(Box labels for photos)
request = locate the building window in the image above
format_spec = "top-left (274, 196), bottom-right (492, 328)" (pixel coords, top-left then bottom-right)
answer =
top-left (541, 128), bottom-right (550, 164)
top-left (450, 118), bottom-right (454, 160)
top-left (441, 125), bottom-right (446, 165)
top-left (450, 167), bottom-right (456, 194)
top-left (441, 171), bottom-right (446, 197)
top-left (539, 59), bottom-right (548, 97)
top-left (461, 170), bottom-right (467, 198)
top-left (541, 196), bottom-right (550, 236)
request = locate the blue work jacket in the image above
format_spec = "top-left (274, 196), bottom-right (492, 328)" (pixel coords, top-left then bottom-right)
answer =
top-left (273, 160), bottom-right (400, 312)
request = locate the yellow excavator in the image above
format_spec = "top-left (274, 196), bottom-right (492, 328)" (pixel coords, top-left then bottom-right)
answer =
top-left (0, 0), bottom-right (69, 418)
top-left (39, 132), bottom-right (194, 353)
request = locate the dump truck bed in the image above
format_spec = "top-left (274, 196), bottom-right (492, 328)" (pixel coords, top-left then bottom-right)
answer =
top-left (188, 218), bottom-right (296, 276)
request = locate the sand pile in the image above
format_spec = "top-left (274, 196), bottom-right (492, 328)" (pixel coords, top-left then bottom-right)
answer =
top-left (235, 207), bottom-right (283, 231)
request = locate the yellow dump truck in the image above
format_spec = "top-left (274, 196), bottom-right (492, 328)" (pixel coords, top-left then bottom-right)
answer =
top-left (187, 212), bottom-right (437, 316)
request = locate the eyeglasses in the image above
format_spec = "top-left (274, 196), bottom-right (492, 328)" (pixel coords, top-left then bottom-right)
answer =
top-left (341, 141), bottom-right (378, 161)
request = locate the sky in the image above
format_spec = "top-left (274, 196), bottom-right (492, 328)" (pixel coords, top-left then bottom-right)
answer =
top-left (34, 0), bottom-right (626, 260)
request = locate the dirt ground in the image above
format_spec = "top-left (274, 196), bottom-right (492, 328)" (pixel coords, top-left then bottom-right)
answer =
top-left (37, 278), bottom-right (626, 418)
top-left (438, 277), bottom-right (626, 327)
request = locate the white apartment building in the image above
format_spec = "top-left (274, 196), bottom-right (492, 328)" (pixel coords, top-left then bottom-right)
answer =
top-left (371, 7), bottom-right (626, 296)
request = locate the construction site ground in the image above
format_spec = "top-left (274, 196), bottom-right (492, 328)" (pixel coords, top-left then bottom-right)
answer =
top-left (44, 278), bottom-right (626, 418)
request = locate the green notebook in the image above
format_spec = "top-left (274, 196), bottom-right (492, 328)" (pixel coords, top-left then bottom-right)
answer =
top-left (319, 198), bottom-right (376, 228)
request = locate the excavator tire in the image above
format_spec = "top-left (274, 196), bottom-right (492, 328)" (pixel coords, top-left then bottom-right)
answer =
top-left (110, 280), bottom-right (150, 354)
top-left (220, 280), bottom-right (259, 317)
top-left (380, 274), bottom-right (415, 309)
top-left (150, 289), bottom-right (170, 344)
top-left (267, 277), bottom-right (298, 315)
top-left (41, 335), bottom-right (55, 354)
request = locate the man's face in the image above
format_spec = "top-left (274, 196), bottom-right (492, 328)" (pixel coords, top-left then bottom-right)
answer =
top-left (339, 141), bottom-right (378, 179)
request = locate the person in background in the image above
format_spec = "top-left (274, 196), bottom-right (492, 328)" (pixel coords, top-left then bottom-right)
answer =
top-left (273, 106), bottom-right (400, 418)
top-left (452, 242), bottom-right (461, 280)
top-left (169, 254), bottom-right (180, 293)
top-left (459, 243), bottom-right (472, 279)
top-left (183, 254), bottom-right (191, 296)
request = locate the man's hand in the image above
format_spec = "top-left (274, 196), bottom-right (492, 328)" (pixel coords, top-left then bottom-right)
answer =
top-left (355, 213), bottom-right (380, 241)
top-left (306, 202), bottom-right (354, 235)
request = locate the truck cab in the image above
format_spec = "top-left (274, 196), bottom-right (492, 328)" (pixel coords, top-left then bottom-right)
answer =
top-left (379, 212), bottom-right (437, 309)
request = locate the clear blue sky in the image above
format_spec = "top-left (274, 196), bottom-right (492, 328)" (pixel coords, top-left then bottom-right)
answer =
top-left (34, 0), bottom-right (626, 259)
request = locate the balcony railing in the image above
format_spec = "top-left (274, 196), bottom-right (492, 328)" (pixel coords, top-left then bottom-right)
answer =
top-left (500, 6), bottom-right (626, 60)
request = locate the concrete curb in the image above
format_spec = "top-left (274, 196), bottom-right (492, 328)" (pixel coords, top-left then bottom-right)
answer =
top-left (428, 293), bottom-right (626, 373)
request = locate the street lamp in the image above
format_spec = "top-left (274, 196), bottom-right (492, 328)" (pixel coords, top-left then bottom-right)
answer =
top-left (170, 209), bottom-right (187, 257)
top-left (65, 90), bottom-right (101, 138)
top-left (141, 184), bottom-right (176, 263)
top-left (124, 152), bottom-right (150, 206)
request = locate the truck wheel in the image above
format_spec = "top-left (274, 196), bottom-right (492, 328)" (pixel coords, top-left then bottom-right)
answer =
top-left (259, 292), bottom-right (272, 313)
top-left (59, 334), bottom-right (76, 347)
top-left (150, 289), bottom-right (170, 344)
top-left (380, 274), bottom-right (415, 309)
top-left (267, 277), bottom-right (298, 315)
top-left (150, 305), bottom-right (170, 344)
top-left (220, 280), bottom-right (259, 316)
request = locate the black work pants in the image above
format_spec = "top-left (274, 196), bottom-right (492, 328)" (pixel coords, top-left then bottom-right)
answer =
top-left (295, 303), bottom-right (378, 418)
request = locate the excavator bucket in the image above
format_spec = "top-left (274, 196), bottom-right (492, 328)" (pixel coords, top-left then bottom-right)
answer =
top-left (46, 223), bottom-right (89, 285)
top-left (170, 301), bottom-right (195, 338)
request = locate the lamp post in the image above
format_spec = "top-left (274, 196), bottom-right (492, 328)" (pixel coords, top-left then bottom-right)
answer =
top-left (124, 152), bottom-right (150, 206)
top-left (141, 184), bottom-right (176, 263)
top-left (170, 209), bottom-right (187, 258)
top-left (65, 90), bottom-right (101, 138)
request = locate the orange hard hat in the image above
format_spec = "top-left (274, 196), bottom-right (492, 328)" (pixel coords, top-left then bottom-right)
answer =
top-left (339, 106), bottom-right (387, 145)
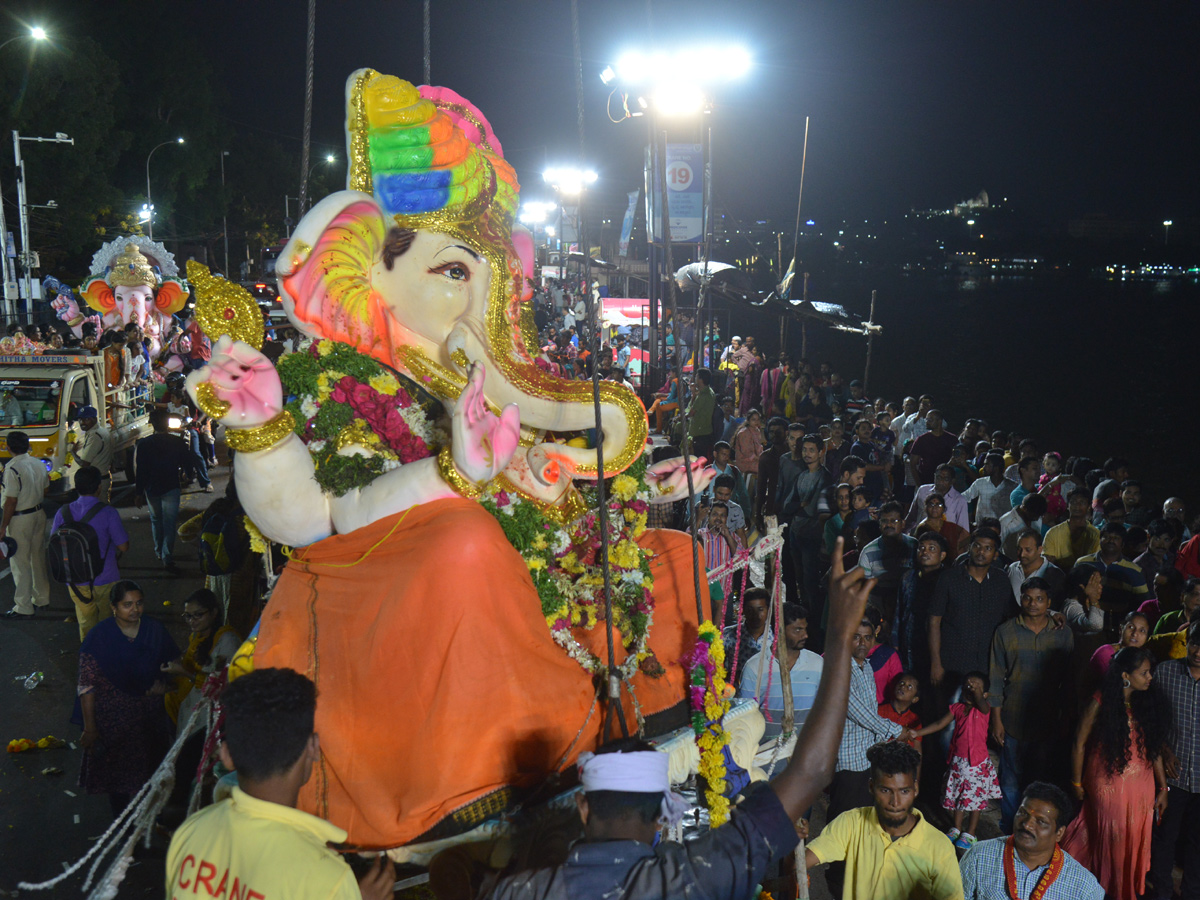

▶ **Instruction**: Pull every line of text from the material above without altering a word, and leave the pictures out.

▶ **Completed task**:
request = locate the building window in the image above
format_spec = "top-left (274, 196), bottom-right (492, 328)" (pixel coords, top-left then bottom-right)
answer =
top-left (541, 128), bottom-right (550, 164)
top-left (450, 118), bottom-right (454, 160)
top-left (441, 125), bottom-right (446, 165)
top-left (450, 167), bottom-right (456, 194)
top-left (441, 171), bottom-right (446, 197)
top-left (539, 59), bottom-right (548, 97)
top-left (461, 170), bottom-right (467, 198)
top-left (541, 196), bottom-right (550, 236)
request = locate the blue work jacket in the image above
format_spec = "top-left (274, 196), bottom-right (492, 328)" (pixel coords, top-left then bottom-right)
answer =
top-left (273, 160), bottom-right (400, 312)
request = locate the yellow excavator in the image above
format_spec = "top-left (274, 196), bottom-right (492, 328)" (pixel coords, top-left then bottom-right)
answer =
top-left (0, 0), bottom-right (69, 418)
top-left (39, 132), bottom-right (194, 353)
request = locate the dump truck bed in the image above
format_spec = "top-left (274, 196), bottom-right (492, 328)" (pixel coords, top-left then bottom-right)
answer =
top-left (188, 218), bottom-right (296, 276)
request = locate the sand pile in the image above
format_spec = "top-left (274, 196), bottom-right (492, 328)" (pixel coords, top-left then bottom-right)
answer =
top-left (235, 207), bottom-right (283, 231)
request = locate the yellow dump truck in the image above
format_spec = "top-left (274, 196), bottom-right (492, 328)" (pixel coords, top-left then bottom-right)
answer =
top-left (187, 212), bottom-right (437, 316)
request = locate the eyeglasses in the image above
format_spec = "top-left (274, 196), bottom-right (492, 328)" (pixel coords, top-left then bottom-right)
answer =
top-left (341, 141), bottom-right (378, 161)
request = locate the sky in the image above
format_spec = "top-left (274, 196), bottom-right (492, 328)" (pixel coords, top-left then bottom-right)
answer =
top-left (34, 0), bottom-right (626, 260)
request = locate the dirt ground in the image above
format_spec = "top-left (274, 196), bottom-right (492, 328)" (pixel coords, top-left then bottom-right)
answer =
top-left (37, 278), bottom-right (626, 418)
top-left (438, 277), bottom-right (626, 327)
request = locate the white apartment building in the image above
format_spec = "top-left (274, 196), bottom-right (492, 328)" (pixel coords, top-left then bottom-right)
answer =
top-left (371, 7), bottom-right (626, 296)
request = locate the construction site ground in the image above
format_spec = "top-left (274, 196), bottom-right (492, 328)" (pixel coords, top-left then bottom-right)
answer =
top-left (44, 278), bottom-right (626, 418)
request = locate the green notebook in the image above
format_spec = "top-left (274, 196), bottom-right (492, 328)" (pixel coords, top-left then bottom-right)
answer =
top-left (319, 198), bottom-right (376, 228)
request = locate the excavator tire in the image above
format_spec = "top-left (274, 196), bottom-right (492, 328)" (pixel coords, top-left then bottom-right)
answer =
top-left (110, 280), bottom-right (150, 354)
top-left (220, 280), bottom-right (259, 317)
top-left (380, 274), bottom-right (415, 309)
top-left (150, 289), bottom-right (170, 344)
top-left (267, 277), bottom-right (298, 315)
top-left (41, 335), bottom-right (55, 354)
request = locate the man's face in the image above
format_spec = "top-left (274, 196), bottom-right (492, 328)" (pixel coords, top-left then bottom-right)
answer =
top-left (339, 141), bottom-right (378, 179)
request = locate the person in background in the image above
format_spec = "top-left (274, 196), bottom-right (492, 328)" (pixel coords, top-left then bottom-right)
answer =
top-left (273, 106), bottom-right (400, 418)
top-left (452, 242), bottom-right (461, 280)
top-left (169, 254), bottom-right (180, 293)
top-left (459, 243), bottom-right (472, 279)
top-left (183, 254), bottom-right (191, 296)
request = locate the man's hand in the image above
format_spec = "top-left (274, 196), bottom-right (492, 328)" (pixel coords, top-left then bottom-right)
answer =
top-left (355, 213), bottom-right (380, 241)
top-left (306, 202), bottom-right (354, 235)
request = locate the truck cab in the image above
format_spec = "top-left (274, 196), bottom-right (492, 328)" (pixel coords, top-left then bottom-right)
answer =
top-left (379, 212), bottom-right (437, 309)
request = locate the clear blue sky in the image above
format_spec = "top-left (274, 196), bottom-right (492, 328)" (pixel coords, top-left then bottom-right)
answer =
top-left (34, 0), bottom-right (626, 259)
request = locate the balcony railing in the image above
format_spec = "top-left (274, 196), bottom-right (492, 328)" (pixel coords, top-left then bottom-right)
answer =
top-left (500, 6), bottom-right (626, 60)
request = locate the concrete curb in the image above
format_spec = "top-left (274, 196), bottom-right (492, 328)" (pixel coords, top-left then bottom-right)
answer =
top-left (428, 293), bottom-right (626, 373)
request = locate the street lamp in the image above
format_spec = "top-left (274, 196), bottom-right (492, 328)" (pixel coords, top-left then bottom-right)
answer =
top-left (170, 209), bottom-right (187, 257)
top-left (65, 90), bottom-right (101, 138)
top-left (141, 184), bottom-right (176, 263)
top-left (124, 152), bottom-right (150, 206)
request = locate the truck wheel in the image above
format_spec = "top-left (274, 196), bottom-right (492, 328)" (pixel coords, top-left then bottom-right)
answer =
top-left (259, 292), bottom-right (272, 313)
top-left (59, 334), bottom-right (76, 347)
top-left (150, 289), bottom-right (170, 344)
top-left (380, 274), bottom-right (415, 309)
top-left (267, 277), bottom-right (298, 315)
top-left (150, 305), bottom-right (170, 344)
top-left (220, 280), bottom-right (259, 316)
request = locate the black work pants in the image above
format_spec = "top-left (274, 196), bottom-right (492, 328)" (pixel coords, top-left then bottom-right)
answer =
top-left (295, 303), bottom-right (378, 418)
request = locate the excavator bucket in the image above
format_spec = "top-left (274, 196), bottom-right (492, 328)" (pixel coords, top-left then bottom-right)
answer =
top-left (46, 223), bottom-right (89, 285)
top-left (170, 301), bottom-right (195, 338)
request = locate the lamp post in the image above
format_spec = "top-left (274, 196), bottom-right (492, 328)" (pixel coords, top-left then bottom-right)
answer =
top-left (124, 152), bottom-right (150, 206)
top-left (141, 184), bottom-right (176, 263)
top-left (170, 209), bottom-right (187, 258)
top-left (65, 90), bottom-right (101, 138)
request = locate the orange hard hat in the image above
format_spec = "top-left (274, 196), bottom-right (492, 328)" (pixel coords, top-left then bottom-right)
answer =
top-left (339, 106), bottom-right (387, 145)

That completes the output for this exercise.